**PROVIDED PASSAGE:**
----

This reminds me of the (apocryphal?) story that boxed cake mixes sold better after they started requiring you to add an egg, since that made people feel like they contributed more to the result.
I've also heard that story, but it always seemed to me that an equally, if not more, likely reason is that cake made with a fresh egg simply has better flavor and texture. I tried reconstituted powdered eggs once, the taste is still somewhat egg-like but the texture is semi-unpleasant.
Yes.
The reason the puzzles are fun is they are extreemly well explained and designed to be solved with popular algorithms. This does seem a good fit (especially as the training set must have hundreds of thousands previous years solutions)
How long before software engineering roles are in decline because one engineer can leverage GPT to do the work of ten? It's truly a new innovation that requires relearning the toolset. Every generation seems to have some abstraction over the last. This feels like a new way to program.
I don't know how long but we are clearly hitting an exponential curve here as improvements build on improvements that build on improvements.
A deeper question is how long until hand written code has too many bugs that it is worthless compared to AI code?
There is also the problem that once AI code is that good, there is no point in all this abstraction and overhead from language features aimed at human programmers. An AI programming language can be much faster and closer to binary.

----

**GIVEN ENTRIES:**
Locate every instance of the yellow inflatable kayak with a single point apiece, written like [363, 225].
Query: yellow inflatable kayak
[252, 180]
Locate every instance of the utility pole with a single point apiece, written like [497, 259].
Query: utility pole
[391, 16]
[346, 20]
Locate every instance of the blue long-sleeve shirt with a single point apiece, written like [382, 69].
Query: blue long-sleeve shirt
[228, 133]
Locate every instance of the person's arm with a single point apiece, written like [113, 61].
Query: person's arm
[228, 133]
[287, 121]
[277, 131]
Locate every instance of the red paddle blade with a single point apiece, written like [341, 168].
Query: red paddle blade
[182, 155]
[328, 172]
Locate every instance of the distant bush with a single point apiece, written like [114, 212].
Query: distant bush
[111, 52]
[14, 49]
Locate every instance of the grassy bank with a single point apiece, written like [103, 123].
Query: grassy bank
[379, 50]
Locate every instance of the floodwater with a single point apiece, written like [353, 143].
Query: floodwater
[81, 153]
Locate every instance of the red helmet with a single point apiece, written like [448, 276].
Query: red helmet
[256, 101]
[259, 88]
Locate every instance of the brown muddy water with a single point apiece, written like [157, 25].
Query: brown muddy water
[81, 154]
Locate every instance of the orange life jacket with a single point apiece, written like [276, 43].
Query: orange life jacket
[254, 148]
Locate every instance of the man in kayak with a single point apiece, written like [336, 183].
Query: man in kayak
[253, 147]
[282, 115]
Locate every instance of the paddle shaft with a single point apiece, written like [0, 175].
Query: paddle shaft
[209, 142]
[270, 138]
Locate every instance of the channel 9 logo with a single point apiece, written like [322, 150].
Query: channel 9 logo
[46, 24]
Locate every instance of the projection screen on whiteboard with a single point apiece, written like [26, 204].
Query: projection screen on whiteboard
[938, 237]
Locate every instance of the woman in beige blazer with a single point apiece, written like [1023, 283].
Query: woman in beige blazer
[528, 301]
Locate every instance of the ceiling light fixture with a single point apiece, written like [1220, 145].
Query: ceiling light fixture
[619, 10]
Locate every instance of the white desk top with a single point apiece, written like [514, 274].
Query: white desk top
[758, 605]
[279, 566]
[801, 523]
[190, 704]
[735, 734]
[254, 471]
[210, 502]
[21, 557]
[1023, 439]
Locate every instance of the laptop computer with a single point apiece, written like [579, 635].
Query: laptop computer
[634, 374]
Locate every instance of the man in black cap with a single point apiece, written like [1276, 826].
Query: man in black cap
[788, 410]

----

**YOUR ASSIGNMENT:**
Reproduce verbatim the stretch of the thread from "I've also heard" through "way to program.".

**WRITTEN REPLY:**
I've also heard that story, but it always seemed to me that an equally, if not more, likely reason is that cake made with a fresh egg simply has better flavor and texture. I tried reconstituted powdered eggs once, the taste is still somewhat egg-like but the texture is semi-unpleasant.
Yes.
The reason the puzzles are fun is they are extreemly well explained and designed to be solved with popular algorithms. This does seem a good fit (especially as the training set must have hundreds of thousands previous years solutions)
How long before software engineering roles are in decline because one engineer can leverage GPT to do the work of ten? It's truly a new innovation that requires relearning the toolset. Every generation seems to have some abstraction over the last. This feels like a new way to program.